> **Given exercise**
Which rows below contain the string "tree"? Pull out each of them in full.

*** Supplied data

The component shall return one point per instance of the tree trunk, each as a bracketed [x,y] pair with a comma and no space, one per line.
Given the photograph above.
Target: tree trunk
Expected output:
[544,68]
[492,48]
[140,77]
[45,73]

******

> **Result of this exercise**
The component shall return one point per instance of the tree trunk, each as a bracketed [x,y] pair with a comma and no space, one per line.
Target: tree trunk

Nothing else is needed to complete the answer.